**TO BE DONE**
Beginning with the line where "of the striped" appears, repeat every remaining line of the entries exactly, the last line included.

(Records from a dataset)
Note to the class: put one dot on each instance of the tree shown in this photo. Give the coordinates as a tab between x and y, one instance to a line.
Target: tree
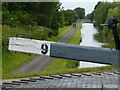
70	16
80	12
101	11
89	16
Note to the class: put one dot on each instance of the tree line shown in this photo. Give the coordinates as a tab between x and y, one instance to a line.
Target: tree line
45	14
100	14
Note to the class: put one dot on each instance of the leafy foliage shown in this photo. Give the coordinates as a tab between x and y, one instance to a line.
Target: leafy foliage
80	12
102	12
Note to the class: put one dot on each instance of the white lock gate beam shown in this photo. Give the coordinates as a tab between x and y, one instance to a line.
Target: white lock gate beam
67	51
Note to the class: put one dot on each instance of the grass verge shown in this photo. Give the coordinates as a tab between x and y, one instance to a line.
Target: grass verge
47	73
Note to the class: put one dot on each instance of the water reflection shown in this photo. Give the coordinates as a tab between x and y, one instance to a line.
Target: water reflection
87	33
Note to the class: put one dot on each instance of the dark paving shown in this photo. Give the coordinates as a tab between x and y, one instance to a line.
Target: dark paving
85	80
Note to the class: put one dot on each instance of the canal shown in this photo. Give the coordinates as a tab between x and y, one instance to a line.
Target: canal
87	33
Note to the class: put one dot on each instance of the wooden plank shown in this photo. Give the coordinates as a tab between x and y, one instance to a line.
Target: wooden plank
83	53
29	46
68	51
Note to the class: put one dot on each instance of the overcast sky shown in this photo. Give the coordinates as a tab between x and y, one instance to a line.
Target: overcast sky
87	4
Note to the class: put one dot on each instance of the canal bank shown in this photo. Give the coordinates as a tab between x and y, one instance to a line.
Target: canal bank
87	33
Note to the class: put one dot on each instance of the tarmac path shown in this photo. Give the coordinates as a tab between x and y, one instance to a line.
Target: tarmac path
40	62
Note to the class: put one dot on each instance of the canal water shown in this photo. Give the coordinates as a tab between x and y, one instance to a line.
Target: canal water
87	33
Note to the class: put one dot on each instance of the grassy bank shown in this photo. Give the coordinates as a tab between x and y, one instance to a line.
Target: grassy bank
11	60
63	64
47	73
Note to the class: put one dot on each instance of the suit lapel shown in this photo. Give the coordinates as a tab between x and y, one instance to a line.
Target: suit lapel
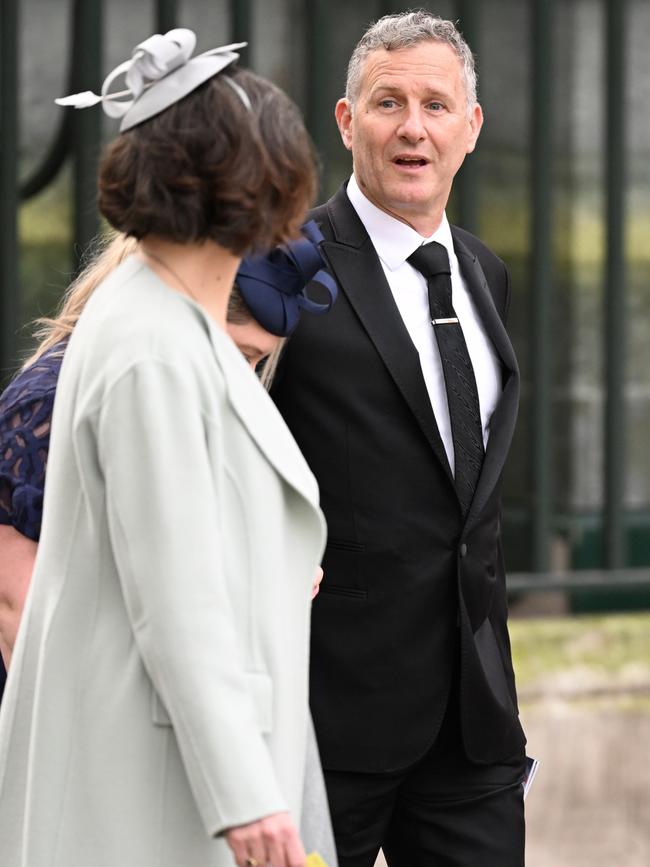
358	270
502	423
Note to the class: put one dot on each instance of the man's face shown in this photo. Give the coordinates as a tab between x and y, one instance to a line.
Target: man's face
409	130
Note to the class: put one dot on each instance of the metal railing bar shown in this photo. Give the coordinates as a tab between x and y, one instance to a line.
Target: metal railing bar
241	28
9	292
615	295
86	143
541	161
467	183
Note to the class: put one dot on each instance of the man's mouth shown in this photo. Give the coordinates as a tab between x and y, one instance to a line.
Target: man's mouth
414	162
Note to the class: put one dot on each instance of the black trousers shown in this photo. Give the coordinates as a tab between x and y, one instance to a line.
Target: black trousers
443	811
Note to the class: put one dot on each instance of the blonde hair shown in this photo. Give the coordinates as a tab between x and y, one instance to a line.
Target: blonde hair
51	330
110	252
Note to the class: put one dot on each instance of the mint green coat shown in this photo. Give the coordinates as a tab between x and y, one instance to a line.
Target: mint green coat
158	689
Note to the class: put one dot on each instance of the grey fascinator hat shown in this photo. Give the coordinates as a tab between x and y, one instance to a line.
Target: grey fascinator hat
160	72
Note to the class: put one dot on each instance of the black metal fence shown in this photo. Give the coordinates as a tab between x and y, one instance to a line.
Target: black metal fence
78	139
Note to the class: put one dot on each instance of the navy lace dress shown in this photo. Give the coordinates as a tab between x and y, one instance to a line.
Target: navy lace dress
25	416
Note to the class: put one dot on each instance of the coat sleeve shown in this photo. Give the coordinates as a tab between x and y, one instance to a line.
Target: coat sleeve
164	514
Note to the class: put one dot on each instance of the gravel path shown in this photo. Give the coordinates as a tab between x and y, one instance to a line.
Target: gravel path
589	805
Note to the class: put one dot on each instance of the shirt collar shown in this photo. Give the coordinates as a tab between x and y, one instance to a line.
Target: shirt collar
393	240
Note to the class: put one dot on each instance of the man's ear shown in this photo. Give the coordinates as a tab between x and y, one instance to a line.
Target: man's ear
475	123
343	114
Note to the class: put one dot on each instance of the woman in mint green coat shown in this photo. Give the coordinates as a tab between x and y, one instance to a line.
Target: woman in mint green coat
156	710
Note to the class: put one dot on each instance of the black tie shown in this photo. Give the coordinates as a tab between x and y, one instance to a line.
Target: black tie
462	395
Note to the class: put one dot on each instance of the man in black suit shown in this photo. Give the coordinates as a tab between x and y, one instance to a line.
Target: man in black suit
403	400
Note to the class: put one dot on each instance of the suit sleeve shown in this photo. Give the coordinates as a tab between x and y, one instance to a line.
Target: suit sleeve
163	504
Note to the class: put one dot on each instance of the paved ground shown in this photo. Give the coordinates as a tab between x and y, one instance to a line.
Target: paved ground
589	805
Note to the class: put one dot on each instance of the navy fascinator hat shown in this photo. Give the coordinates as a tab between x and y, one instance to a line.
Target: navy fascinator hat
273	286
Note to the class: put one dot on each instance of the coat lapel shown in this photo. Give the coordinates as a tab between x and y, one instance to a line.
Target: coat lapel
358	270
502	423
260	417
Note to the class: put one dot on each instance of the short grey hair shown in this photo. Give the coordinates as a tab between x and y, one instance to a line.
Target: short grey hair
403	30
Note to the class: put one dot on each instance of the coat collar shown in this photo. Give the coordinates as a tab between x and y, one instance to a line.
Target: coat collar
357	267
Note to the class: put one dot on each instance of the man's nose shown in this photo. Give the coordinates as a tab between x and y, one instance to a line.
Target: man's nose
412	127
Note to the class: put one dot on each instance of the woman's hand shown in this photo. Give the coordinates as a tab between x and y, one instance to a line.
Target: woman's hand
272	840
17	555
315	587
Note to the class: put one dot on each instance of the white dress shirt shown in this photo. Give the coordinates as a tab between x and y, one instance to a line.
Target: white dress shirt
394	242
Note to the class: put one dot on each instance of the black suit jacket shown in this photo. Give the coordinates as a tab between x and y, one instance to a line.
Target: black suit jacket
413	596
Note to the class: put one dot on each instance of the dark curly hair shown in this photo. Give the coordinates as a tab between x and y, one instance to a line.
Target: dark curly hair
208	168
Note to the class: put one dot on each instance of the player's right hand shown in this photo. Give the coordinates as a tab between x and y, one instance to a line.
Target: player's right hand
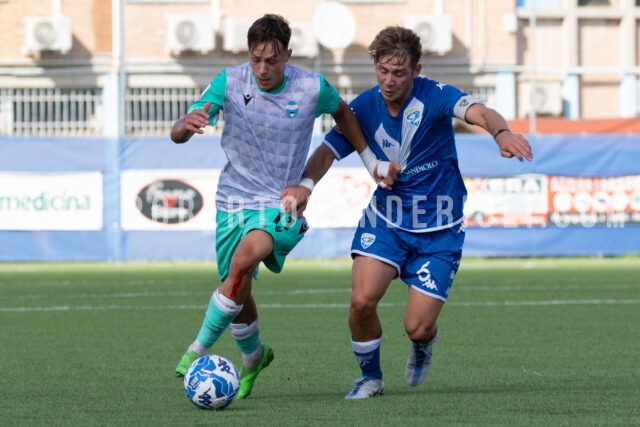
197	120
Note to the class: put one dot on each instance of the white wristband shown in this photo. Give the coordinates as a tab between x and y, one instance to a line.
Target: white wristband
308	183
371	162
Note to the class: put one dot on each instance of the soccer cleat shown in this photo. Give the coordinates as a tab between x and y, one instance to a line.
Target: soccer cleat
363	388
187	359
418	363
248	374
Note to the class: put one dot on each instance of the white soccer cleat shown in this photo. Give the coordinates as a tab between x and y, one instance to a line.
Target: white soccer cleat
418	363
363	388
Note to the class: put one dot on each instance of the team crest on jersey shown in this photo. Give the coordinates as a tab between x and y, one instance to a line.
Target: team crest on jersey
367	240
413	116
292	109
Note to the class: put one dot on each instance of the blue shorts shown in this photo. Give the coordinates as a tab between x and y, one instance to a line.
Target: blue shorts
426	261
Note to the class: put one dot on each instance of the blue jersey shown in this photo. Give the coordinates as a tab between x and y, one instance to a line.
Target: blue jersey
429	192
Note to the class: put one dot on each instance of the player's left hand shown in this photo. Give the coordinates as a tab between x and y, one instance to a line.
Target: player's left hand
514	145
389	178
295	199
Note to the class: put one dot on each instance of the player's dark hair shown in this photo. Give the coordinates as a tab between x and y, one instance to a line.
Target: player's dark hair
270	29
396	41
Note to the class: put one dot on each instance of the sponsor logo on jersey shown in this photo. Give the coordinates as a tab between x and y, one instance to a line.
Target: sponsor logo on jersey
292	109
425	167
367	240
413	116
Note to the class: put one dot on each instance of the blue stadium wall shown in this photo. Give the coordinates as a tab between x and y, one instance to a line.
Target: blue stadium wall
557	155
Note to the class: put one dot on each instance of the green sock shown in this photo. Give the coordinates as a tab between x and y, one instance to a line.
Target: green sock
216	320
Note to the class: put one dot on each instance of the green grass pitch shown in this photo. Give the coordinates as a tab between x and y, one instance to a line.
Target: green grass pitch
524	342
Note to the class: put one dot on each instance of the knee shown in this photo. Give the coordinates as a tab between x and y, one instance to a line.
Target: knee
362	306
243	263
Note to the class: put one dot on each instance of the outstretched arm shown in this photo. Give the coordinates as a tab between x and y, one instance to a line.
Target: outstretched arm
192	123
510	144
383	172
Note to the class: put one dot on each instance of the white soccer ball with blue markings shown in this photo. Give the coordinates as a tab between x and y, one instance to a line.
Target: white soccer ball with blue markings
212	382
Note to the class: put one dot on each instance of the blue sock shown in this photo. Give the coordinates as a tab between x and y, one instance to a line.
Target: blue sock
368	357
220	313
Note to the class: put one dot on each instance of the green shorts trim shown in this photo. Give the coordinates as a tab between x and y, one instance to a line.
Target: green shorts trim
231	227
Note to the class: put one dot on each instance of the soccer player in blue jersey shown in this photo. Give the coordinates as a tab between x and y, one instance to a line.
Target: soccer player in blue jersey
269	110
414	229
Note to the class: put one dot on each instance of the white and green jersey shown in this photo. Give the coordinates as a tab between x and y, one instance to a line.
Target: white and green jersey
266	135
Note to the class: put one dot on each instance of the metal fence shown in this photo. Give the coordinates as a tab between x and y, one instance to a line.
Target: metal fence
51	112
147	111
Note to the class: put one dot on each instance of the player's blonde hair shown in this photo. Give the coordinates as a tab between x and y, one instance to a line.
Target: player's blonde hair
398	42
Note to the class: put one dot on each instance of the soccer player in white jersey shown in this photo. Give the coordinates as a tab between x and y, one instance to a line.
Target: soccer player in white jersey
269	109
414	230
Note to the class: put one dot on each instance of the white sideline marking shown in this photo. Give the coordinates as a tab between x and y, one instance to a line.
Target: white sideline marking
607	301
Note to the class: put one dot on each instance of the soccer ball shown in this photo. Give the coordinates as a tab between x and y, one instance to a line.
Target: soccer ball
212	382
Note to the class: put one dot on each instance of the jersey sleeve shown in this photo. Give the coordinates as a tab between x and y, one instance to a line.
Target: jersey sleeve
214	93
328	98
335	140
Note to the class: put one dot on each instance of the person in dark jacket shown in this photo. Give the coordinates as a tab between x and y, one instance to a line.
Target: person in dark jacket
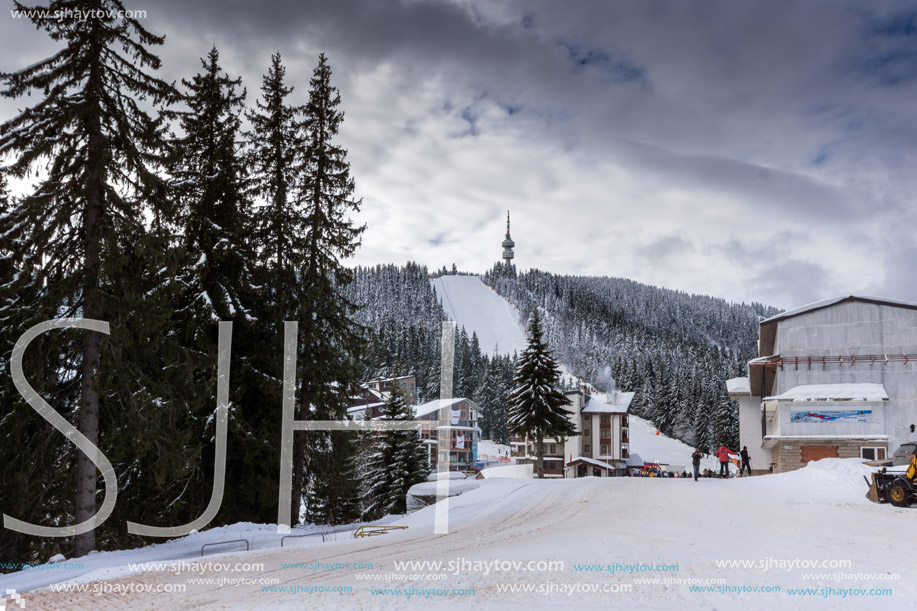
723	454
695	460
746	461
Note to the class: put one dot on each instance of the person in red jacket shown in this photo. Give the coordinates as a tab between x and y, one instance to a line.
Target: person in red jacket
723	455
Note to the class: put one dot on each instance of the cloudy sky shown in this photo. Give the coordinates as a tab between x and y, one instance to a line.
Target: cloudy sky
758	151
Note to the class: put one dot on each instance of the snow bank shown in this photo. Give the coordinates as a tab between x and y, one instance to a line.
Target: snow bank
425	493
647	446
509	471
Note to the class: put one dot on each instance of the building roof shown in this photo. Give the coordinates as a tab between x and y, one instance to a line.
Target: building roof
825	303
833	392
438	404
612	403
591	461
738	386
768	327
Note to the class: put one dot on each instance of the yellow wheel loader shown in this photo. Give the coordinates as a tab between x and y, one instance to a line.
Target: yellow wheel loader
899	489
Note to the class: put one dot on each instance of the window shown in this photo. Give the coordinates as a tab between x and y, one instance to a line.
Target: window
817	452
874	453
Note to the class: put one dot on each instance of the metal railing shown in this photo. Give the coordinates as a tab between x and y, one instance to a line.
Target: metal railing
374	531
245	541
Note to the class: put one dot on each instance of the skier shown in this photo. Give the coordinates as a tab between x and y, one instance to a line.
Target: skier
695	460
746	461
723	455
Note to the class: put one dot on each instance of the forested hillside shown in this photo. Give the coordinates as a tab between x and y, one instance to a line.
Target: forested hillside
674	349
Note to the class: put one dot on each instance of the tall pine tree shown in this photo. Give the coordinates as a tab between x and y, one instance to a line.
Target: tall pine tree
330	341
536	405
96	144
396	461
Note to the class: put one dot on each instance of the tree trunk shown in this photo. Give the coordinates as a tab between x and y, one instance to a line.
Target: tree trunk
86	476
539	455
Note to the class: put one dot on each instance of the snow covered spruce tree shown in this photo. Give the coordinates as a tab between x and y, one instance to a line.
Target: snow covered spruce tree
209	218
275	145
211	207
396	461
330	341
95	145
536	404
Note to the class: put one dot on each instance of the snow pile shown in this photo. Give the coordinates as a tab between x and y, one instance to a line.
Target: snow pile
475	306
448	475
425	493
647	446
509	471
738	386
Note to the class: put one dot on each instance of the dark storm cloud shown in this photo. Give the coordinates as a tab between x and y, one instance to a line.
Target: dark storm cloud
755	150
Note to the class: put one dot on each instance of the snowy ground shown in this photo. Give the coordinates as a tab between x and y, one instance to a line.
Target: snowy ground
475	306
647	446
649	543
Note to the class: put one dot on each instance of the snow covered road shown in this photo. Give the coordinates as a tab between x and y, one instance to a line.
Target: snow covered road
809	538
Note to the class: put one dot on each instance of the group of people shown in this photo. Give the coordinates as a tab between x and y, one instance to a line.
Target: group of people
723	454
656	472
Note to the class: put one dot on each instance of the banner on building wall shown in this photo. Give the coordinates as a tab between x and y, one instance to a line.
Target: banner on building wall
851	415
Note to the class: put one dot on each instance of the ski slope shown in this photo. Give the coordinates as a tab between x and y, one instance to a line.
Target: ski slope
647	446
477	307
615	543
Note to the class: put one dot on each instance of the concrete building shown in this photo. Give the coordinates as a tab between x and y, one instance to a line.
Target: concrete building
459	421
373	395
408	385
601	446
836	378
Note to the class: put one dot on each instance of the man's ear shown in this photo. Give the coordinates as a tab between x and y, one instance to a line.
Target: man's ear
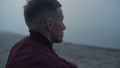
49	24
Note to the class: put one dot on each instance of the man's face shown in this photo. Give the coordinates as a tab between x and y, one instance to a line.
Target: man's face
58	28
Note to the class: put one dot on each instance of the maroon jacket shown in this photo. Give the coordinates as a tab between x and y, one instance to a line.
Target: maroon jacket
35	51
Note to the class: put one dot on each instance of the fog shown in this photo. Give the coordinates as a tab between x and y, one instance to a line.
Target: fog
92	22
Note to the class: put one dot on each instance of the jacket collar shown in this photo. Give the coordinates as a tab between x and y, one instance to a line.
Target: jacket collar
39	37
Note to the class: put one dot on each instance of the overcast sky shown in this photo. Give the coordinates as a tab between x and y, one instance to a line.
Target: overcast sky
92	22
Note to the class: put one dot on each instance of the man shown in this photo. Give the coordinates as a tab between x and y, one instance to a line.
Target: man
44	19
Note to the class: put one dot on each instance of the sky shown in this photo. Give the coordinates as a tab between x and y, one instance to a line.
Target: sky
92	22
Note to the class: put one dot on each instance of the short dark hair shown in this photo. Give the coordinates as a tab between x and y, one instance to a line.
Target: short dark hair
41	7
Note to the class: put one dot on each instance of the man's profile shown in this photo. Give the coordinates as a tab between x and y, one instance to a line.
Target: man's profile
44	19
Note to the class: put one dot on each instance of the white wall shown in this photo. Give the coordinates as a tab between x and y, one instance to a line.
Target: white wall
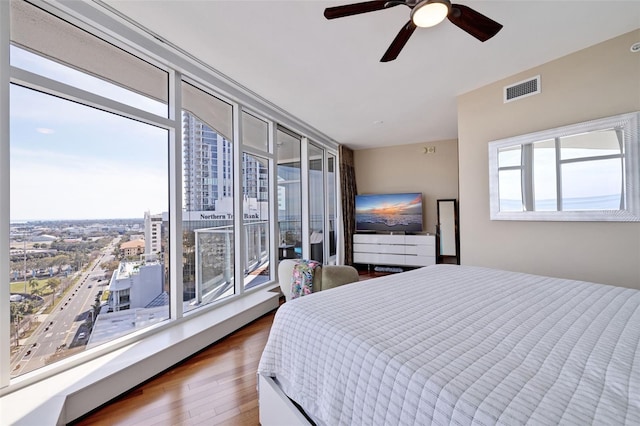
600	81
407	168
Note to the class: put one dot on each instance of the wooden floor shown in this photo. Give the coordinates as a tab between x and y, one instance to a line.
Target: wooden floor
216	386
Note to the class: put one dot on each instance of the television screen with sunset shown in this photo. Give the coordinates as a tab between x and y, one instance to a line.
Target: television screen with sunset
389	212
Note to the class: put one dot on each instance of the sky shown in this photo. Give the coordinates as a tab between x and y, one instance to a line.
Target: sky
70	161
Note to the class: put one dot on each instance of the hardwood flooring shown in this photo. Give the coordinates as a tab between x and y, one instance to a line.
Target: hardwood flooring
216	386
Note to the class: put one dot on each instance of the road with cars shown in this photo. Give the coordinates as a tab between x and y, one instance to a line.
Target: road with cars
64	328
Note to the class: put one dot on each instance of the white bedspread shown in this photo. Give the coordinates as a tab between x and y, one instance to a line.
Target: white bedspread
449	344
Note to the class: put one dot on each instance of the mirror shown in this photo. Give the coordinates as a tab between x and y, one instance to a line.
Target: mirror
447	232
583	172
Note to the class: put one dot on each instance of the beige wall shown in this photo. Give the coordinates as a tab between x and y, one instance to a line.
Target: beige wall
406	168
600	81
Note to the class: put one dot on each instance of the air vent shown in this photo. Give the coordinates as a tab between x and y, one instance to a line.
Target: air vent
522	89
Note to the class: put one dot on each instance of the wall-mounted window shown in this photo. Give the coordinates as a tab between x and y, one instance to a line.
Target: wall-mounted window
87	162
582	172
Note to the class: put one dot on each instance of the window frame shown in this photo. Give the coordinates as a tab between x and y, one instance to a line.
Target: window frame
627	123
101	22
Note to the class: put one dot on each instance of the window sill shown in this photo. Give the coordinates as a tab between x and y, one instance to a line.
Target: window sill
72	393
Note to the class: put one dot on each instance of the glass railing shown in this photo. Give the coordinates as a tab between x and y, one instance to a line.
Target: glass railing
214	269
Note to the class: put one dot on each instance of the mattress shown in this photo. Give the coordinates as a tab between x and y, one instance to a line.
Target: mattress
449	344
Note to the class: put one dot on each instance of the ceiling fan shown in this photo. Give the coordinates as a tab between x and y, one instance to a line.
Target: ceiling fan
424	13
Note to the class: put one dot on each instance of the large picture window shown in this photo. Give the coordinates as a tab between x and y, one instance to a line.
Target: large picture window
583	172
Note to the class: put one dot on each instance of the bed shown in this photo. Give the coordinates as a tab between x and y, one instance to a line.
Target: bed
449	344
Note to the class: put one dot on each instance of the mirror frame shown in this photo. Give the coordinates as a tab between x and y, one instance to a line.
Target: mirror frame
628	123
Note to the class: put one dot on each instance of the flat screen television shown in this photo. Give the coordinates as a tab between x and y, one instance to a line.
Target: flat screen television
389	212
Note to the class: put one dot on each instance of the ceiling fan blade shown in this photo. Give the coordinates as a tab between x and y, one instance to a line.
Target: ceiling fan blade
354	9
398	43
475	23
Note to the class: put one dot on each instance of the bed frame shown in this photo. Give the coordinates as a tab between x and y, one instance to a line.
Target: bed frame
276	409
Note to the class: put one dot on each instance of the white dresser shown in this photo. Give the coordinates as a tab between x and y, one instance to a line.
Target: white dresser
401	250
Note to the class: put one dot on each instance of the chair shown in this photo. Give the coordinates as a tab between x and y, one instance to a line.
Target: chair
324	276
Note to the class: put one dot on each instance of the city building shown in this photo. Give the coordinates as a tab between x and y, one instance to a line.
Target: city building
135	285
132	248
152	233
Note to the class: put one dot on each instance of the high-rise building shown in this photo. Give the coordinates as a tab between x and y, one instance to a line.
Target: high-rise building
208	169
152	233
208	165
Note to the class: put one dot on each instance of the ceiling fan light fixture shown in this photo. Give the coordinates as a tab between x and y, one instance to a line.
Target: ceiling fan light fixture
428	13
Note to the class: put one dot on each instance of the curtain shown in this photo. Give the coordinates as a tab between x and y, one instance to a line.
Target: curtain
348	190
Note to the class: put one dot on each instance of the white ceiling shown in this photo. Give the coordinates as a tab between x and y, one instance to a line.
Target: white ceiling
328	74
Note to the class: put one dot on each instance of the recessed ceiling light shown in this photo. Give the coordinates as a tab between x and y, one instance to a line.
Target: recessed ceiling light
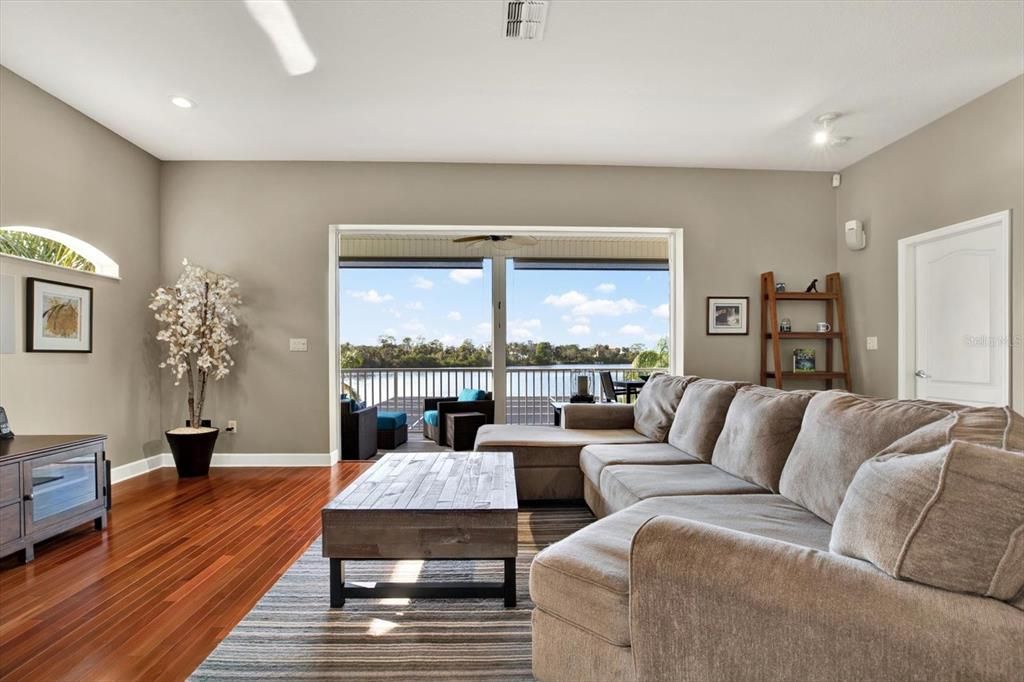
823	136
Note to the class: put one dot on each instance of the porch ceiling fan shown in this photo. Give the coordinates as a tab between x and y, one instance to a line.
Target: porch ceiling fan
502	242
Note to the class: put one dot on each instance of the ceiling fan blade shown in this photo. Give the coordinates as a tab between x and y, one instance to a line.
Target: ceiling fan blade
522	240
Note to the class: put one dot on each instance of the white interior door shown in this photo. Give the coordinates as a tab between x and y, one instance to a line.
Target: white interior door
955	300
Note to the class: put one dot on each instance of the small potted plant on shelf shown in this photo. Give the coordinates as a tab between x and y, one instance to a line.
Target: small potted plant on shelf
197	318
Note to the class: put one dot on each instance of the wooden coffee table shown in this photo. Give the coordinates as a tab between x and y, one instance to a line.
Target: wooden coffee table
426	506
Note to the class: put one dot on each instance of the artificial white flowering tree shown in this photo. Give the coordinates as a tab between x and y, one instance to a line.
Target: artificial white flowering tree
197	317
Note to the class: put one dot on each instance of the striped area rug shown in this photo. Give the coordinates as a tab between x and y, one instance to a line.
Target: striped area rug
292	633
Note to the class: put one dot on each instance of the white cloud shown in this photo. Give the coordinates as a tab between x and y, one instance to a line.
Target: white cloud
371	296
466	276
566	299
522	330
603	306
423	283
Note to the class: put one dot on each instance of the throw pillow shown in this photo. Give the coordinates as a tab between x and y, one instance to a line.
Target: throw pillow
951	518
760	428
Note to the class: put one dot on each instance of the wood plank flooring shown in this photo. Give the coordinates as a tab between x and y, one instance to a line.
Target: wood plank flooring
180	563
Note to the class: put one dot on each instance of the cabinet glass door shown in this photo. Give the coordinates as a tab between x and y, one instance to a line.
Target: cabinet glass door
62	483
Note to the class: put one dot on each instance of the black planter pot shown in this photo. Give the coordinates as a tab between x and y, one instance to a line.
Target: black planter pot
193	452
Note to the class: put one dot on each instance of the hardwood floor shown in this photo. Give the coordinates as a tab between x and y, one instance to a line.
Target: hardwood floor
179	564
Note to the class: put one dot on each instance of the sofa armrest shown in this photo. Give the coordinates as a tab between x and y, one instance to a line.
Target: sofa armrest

**WRITTEN RESPONSE**
Note to the class: put one dot on each instance of the striped area rug shown in this photo. Give the coordinates as a tab between x and y, one instance to a line.
Target: striped area rug
292	633
Note to the class: put one dot on each instance of the white cloud shown in this photo. Give the coordinates as a tab between x and y, one instance to a line.
Target: white cloud
371	296
466	276
566	299
522	330
603	306
423	283
Note to the class: put one dot on each instance of the throw pillow shown in this photo. Give the coordinates as a tab between x and y, one instance to a line.
Target: throw pillow
951	518
760	428
Note to the class: put one dot on each instance of the wood plank flooring shown in this photo. Give the coordinates as a tab between x and y, one instance to a line.
Target: wood plank flooring
180	563
Note to the class: put one dot on each instance of the cabinet glass door shown in this photo. Give the coordinates as a tab between x and y, one instance to a line.
Target: cabinet glass door
62	483
Note to the class: put one dot on each instance of the black planter pot shown in this photo. Give the coordinates as a tab between x and y, one instance to a line.
Target: black planter pot
193	452
Note to the class: put one dot on each instance of the hardwood floor shown in this photo. Give the coordinates as a tab between x and y, one instance to a line.
Target: hardwood floor
179	564
Note to the class: put one dot on each instance of the sofa armrest shown in this photo. Give the coordinates as a tab between x and y, one instance to a line.
Target: sofa armrest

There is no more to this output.